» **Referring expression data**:
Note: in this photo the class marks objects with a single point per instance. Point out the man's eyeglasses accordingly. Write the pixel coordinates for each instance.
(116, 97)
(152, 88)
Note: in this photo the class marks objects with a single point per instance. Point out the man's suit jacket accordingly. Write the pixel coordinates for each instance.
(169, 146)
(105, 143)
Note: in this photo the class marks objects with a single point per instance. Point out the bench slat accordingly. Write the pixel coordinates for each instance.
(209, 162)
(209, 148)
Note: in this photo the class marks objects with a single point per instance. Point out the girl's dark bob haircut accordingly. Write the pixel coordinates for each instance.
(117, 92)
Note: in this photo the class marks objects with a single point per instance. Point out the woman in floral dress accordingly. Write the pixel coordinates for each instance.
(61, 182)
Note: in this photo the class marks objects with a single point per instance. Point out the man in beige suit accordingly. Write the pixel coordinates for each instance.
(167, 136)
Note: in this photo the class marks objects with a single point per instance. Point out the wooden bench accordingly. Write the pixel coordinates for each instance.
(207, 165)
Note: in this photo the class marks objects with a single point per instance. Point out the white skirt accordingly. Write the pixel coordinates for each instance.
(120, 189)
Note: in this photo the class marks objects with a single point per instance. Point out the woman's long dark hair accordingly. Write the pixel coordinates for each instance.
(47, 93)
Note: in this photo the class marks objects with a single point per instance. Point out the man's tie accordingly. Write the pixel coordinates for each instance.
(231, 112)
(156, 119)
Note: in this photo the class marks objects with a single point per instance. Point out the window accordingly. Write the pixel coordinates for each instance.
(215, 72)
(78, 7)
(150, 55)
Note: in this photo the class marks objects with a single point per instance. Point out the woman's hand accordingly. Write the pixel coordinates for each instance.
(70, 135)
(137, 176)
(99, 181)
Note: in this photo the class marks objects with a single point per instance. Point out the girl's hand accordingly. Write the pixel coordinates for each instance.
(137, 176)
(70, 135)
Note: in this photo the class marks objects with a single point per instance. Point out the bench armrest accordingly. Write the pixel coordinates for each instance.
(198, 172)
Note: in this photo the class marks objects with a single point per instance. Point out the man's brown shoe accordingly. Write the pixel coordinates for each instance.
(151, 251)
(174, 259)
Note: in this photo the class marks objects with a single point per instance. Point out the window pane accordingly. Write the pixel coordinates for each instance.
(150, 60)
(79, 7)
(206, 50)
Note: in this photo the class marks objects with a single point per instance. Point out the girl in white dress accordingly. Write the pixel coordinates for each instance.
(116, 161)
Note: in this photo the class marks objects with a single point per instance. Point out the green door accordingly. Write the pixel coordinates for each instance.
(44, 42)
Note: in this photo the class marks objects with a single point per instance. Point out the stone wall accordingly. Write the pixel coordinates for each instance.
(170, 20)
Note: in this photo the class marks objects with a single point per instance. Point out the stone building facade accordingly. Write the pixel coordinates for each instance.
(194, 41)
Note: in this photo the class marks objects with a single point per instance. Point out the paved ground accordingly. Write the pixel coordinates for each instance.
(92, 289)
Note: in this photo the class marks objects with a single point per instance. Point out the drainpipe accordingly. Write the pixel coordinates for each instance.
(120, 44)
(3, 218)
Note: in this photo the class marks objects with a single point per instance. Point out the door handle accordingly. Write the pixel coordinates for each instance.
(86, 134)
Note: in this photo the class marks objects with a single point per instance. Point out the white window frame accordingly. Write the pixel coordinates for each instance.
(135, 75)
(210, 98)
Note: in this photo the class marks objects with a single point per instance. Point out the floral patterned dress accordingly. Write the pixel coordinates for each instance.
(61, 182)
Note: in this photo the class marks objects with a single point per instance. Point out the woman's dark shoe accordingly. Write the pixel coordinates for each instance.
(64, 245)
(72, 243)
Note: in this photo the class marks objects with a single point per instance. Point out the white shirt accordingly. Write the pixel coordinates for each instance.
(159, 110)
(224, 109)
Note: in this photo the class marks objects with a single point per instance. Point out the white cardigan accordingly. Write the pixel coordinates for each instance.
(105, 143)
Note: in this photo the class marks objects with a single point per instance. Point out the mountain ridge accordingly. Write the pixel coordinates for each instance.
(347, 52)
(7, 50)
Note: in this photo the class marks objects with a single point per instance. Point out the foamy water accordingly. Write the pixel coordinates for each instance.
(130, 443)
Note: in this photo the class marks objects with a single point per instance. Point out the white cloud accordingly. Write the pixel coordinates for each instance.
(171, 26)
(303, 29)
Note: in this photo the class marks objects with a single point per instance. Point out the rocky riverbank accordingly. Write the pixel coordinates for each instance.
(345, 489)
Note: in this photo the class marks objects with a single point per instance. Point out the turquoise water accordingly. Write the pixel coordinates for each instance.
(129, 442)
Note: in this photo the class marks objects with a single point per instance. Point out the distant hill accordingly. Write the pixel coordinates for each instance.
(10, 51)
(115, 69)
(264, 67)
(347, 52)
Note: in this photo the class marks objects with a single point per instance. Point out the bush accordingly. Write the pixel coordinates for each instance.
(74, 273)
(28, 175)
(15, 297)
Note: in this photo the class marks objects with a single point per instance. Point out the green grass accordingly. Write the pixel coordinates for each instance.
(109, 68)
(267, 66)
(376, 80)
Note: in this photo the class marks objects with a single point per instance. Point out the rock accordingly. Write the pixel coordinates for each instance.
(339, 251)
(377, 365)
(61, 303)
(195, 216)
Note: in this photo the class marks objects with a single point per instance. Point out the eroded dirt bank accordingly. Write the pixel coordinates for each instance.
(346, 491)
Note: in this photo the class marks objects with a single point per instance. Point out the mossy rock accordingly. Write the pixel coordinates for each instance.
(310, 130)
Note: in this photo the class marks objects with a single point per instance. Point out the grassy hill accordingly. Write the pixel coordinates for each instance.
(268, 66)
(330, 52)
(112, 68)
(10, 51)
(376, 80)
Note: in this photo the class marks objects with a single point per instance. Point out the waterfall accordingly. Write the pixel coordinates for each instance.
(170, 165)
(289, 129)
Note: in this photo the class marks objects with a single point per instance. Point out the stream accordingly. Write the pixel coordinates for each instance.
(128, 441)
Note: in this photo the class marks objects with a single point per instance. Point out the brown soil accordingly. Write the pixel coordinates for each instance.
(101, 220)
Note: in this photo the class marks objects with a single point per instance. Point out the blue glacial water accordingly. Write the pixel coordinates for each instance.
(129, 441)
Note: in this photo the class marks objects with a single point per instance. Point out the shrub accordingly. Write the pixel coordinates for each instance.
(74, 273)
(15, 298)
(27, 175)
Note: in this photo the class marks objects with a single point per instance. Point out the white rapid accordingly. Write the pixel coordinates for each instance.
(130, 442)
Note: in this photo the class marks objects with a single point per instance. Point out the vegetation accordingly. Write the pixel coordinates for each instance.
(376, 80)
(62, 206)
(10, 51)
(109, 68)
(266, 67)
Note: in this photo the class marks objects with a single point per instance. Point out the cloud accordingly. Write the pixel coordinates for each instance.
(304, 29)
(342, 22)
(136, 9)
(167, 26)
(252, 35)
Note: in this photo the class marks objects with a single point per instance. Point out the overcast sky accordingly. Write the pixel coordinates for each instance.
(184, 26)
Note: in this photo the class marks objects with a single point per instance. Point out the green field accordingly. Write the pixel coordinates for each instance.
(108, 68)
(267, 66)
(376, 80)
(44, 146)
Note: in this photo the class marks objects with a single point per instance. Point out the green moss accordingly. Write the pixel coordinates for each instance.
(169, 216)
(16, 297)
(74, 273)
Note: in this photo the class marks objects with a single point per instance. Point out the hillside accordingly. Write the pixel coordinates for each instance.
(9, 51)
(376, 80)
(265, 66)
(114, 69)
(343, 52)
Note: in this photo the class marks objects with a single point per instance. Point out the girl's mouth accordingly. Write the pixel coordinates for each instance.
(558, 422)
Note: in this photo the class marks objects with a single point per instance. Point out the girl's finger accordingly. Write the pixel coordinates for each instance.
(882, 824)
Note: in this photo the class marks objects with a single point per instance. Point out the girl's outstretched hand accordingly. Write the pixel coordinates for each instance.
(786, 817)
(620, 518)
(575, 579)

» **EXERCISE OBJECTIVE**:
Please write out only the lines from the one containing "the girl's mouth" to the end of the records above, exactly, both ends included.

» **TASK OUTPUT**:
Note: in this photo the class marks objects with a single point per instance. Point out the girl's mouth accordingly. Write the pixel coordinates for each instance.
(558, 422)
Note: in this photo the class marks objects with a single point per instance. Point out the girl's finger accordingly. Write the pixel coordinates for each instance.
(882, 824)
Note: in this photo the class marks objects with a single point per instance. Point out the girl's outstretched hand accordingly. Write the pixel coordinates for each instance.
(786, 817)
(620, 518)
(575, 579)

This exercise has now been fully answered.